PROMPT » Please print each record exactly, omitting none of them.

··· DATA SUPPLIED

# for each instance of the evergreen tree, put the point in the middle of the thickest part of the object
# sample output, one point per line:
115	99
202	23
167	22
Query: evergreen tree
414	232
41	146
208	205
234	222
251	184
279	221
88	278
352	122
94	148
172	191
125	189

······

TASK ANSWER »
# for each instance of the evergreen tree, put the point in the middle of the thickest part of the object
# sample output, one point per line:
115	99
202	23
167	22
Query: evergreen tree
414	232
41	146
208	205
234	222
251	184
279	221
88	278
352	122
94	148
172	191
125	189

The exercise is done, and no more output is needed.